- [Supplied material]
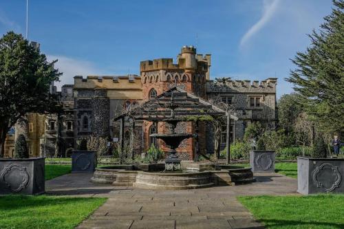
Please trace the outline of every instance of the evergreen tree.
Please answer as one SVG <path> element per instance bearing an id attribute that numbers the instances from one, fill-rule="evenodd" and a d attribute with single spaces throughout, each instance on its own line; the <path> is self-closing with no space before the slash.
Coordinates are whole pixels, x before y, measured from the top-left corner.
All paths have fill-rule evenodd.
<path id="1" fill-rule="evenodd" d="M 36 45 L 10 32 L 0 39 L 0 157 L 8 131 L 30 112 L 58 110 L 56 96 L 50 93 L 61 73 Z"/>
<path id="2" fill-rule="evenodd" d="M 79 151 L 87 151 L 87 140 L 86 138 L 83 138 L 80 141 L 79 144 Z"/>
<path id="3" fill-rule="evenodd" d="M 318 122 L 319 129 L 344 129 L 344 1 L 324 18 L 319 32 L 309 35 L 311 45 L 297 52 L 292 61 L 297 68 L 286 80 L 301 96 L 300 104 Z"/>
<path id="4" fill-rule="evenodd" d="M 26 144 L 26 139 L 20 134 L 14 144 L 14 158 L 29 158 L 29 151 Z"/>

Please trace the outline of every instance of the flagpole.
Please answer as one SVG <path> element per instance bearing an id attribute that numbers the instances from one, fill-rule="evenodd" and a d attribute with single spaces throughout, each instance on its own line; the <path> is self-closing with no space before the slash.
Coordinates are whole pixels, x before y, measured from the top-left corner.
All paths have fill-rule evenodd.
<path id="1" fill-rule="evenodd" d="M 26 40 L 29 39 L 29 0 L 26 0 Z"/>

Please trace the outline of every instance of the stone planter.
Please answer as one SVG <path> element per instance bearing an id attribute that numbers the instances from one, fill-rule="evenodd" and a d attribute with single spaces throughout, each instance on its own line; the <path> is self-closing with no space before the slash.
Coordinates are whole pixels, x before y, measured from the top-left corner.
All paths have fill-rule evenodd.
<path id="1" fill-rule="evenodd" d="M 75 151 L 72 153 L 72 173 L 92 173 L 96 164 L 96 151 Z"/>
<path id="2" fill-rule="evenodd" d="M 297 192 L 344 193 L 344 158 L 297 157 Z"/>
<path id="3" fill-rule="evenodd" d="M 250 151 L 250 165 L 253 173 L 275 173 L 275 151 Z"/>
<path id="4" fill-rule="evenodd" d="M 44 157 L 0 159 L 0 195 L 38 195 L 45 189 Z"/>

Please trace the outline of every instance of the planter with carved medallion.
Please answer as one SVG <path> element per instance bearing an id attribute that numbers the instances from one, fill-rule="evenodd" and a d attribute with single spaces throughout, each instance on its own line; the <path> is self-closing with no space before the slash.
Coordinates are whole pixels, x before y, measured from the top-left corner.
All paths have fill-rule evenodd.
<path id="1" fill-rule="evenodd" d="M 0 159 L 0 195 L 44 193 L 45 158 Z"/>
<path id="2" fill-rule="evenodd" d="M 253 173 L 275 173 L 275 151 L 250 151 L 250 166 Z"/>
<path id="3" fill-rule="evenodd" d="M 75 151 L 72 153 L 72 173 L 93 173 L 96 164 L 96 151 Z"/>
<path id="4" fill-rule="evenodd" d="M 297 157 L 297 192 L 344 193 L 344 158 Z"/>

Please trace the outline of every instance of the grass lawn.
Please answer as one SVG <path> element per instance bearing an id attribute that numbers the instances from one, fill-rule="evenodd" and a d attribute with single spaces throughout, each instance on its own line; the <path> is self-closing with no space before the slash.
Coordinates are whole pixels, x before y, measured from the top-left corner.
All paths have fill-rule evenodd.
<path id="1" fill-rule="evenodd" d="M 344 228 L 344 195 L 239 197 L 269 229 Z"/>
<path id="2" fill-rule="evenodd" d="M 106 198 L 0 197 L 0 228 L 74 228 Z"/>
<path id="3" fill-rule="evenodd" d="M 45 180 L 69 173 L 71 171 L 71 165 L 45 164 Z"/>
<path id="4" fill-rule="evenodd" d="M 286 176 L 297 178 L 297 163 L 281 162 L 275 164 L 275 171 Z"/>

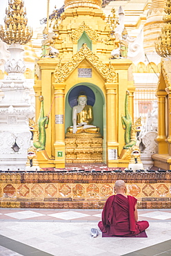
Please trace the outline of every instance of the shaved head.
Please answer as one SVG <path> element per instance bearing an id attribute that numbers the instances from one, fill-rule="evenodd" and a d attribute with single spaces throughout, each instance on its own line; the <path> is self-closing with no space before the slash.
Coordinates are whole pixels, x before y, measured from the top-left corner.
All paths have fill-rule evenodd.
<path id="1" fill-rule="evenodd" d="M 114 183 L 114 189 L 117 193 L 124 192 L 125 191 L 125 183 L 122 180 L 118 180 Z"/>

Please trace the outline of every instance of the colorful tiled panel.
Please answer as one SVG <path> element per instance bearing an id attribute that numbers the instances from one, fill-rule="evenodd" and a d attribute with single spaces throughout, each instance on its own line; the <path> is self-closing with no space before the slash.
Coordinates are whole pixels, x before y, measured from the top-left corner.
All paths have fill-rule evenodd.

- [Your objective] Rewrite every line of the records above as a numbered list, skipping blank lines and leaving out the pictures.

- [Solution for this problem]
1. Please trace the outline of every instance of the evergreen tree.
2. Please answer as one SVG <path> element per instance bearing an id attribute that numbers the instances from one, fill-rule="evenodd" and a d attribute with single spaces throughout, each instance on its own line; the <path> is self-closing with no space before the slash.
3. Coordinates are whole pixels, x before y, measured from the top-left corner.
4. All paths have fill-rule evenodd.
5. <path id="1" fill-rule="evenodd" d="M 36 45 L 10 32 L 0 39 L 0 157 L 8 131 L 30 112 L 58 110 L 56 96 L 50 93 L 61 73 Z"/>
6. <path id="2" fill-rule="evenodd" d="M 79 151 L 87 151 L 87 140 L 86 138 L 83 138 L 80 141 L 79 144 Z"/>
7. <path id="3" fill-rule="evenodd" d="M 318 122 L 319 129 L 344 129 L 344 1 L 324 18 L 319 32 L 309 35 L 311 45 L 297 52 L 292 61 L 297 68 L 286 80 L 301 96 L 300 104 Z"/>
8. <path id="4" fill-rule="evenodd" d="M 26 144 L 26 139 L 20 134 L 14 144 L 14 158 L 29 158 L 29 151 Z"/>
9. Please trace the outline of every instance of the flagpole.
10. Please answer as one SVG <path> element per instance bearing an id attribute that numbers the instances from one, fill-rule="evenodd" and a d attribute with single spaces throughout, each instance on its own line; the <path> is self-closing with no space before the slash.
11. Coordinates are whole pixels, x before y, measured from the top-left corner.
12. All paths have fill-rule evenodd.
13. <path id="1" fill-rule="evenodd" d="M 26 40 L 29 39 L 29 0 L 26 0 Z"/>
14. Please trace the outline of every instance of the stone planter.
15. Please answer as one SVG <path> element per instance bearing an id attribute that numbers the instances from one, fill-rule="evenodd" and a d attribute with single spaces throughout, each instance on its own line; the <path> is self-closing with no space before the slash.
16. Coordinates are whole pixels, x before y, measured from the top-left corner.
17. All paths have fill-rule evenodd.
18. <path id="1" fill-rule="evenodd" d="M 75 151 L 72 153 L 72 173 L 92 173 L 96 164 L 96 151 Z"/>
19. <path id="2" fill-rule="evenodd" d="M 297 192 L 344 193 L 344 158 L 297 157 Z"/>
20. <path id="3" fill-rule="evenodd" d="M 250 151 L 250 165 L 253 173 L 275 173 L 275 151 Z"/>
21. <path id="4" fill-rule="evenodd" d="M 44 157 L 0 159 L 0 195 L 38 195 L 45 189 Z"/>
22. Please trace the outline of every instance of the planter with carved medallion.
23. Please answer as one SVG <path> element per instance bearing an id attribute that numbers the instances from one, fill-rule="evenodd" and a d attribute with single spaces throughout, each instance on its own line; the <path> is self-closing with no space before the slash.
24. Coordinates are whole pixels, x before y, measured from the top-left corner.
25. All paths have fill-rule evenodd.
26. <path id="1" fill-rule="evenodd" d="M 0 159 L 0 195 L 44 193 L 45 158 Z"/>
27. <path id="2" fill-rule="evenodd" d="M 253 173 L 275 173 L 275 151 L 250 151 L 250 166 Z"/>
28. <path id="3" fill-rule="evenodd" d="M 75 151 L 72 153 L 72 173 L 93 173 L 96 164 L 96 151 Z"/>
29. <path id="4" fill-rule="evenodd" d="M 297 157 L 297 192 L 344 193 L 344 158 Z"/>
30. Please trace the outline of every instance of the grass lawn.
31. Please answer as one SVG <path> element per instance bearing an id attribute that numbers the instances from one, fill-rule="evenodd" and a d attribute with single spaces throughout, each instance on its own line; the <path> is self-closing with no space before the slash.
32. Coordinates are whole pixels, x before y, measured from the top-left corner.
33. All paths have fill-rule evenodd.
34. <path id="1" fill-rule="evenodd" d="M 344 228 L 344 195 L 239 197 L 269 229 Z"/>
35. <path id="2" fill-rule="evenodd" d="M 106 198 L 0 197 L 0 228 L 74 228 Z"/>
36. <path id="3" fill-rule="evenodd" d="M 45 180 L 69 173 L 71 171 L 71 165 L 45 164 Z"/>
37. <path id="4" fill-rule="evenodd" d="M 286 176 L 297 178 L 297 163 L 281 162 L 275 164 L 275 171 Z"/>
38. Please trace the outline of every instance of the shaved head.
39. Please answer as one SVG <path> element per instance bearing an id attribute that numbers the instances from one, fill-rule="evenodd" and a d attribute with single spaces throughout, each instance on its own line; the <path> is self-closing with no space before the slash.
40. Coordinates are whole pixels, x before y, measured from the top-left corner.
41. All paths have fill-rule evenodd.
42. <path id="1" fill-rule="evenodd" d="M 114 183 L 114 189 L 117 193 L 124 192 L 125 191 L 125 183 L 122 180 L 118 180 Z"/>
43. Please trace the outline of every instance of the colorful tiled panel.
44. Please answer as one SVG <path> element per instance bearing an id attribute that numbers the instances from one, fill-rule="evenodd" and a d attribute with single spaces throughout, each instance on its own line; the <path> is self-closing with no space before the slash.
45. Coordinates are whole pixels, x before y, measured from the top-left corner.
46. All paths have fill-rule evenodd.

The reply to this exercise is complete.